Work item:
Where the listing below has a line with "If you could tag each instance of the turquoise", write out exactly that line and every line after it, stopping after the line with "If you could tag each instance of the distant".

*** Begin section ***

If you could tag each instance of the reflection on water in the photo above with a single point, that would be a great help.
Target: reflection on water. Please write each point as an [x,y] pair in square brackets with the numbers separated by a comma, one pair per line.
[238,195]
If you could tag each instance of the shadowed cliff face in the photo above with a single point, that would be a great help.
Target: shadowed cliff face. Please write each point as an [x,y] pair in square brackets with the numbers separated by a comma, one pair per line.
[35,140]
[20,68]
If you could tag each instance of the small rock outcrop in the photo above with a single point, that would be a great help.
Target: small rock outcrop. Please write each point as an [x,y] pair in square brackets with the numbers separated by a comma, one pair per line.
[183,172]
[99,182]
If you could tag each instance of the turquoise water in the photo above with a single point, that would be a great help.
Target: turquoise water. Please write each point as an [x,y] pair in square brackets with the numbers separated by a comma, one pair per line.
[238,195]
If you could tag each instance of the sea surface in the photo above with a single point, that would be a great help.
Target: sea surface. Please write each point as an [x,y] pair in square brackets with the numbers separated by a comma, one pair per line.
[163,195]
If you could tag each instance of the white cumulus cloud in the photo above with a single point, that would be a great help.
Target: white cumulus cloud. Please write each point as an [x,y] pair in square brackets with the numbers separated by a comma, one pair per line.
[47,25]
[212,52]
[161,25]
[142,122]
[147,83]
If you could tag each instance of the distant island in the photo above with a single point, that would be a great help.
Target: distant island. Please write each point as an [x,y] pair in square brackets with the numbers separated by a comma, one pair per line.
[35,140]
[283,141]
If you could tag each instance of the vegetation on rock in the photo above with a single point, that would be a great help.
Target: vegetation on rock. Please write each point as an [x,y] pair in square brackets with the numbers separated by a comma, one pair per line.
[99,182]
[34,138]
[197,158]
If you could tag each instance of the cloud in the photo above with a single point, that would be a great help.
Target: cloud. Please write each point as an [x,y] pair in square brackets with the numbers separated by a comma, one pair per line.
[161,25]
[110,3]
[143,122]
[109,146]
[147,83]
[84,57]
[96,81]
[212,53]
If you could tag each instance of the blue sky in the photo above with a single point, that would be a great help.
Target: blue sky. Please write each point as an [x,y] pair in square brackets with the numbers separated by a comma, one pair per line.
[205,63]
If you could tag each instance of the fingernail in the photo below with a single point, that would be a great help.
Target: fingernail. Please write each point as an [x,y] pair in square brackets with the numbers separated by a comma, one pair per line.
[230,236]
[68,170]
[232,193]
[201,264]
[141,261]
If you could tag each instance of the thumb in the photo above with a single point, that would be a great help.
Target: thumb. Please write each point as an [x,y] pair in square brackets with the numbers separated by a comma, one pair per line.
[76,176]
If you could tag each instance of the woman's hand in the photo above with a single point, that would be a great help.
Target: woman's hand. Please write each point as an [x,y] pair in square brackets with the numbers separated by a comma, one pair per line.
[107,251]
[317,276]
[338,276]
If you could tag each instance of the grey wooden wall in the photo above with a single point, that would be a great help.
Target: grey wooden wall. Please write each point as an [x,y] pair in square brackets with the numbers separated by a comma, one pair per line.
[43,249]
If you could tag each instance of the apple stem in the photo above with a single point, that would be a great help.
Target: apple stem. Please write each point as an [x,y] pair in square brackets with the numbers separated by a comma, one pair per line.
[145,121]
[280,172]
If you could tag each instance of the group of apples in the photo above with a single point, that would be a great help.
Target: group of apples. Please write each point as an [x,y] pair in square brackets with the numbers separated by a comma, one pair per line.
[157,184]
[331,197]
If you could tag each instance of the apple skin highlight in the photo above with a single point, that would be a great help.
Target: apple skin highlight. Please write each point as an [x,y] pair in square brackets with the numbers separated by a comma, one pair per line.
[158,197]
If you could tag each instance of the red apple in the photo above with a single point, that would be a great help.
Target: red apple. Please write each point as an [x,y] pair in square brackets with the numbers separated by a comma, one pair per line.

*** End section ***

Response:
If you could tag each instance of the turquoise water in the photo above with a single point, that would be a great help.
Target: turquoise water. Please write each point as an [x,y] pair in square brackets with the numbers separated by a comma, one pair per line.
[238,195]
If you could tag each instance of the sea surface in the photo above with a single point, that would be a great help.
Target: sea surface. Please write each point as an [x,y] pair in square brackets with the numbers separated by a comma, one pair per line.
[163,195]
If you could tag each instance of the white cumulus cloud in the photo above with a single point, that would be a great help.
Target: white cumulus cloud. Please write each point as an [x,y] pair in square brackets with the numbers separated by a comma, one pair per line.
[47,25]
[212,52]
[161,25]
[142,122]
[147,83]
If you could tag each instance of the distant island in the photo above with a single point, that would be a great help.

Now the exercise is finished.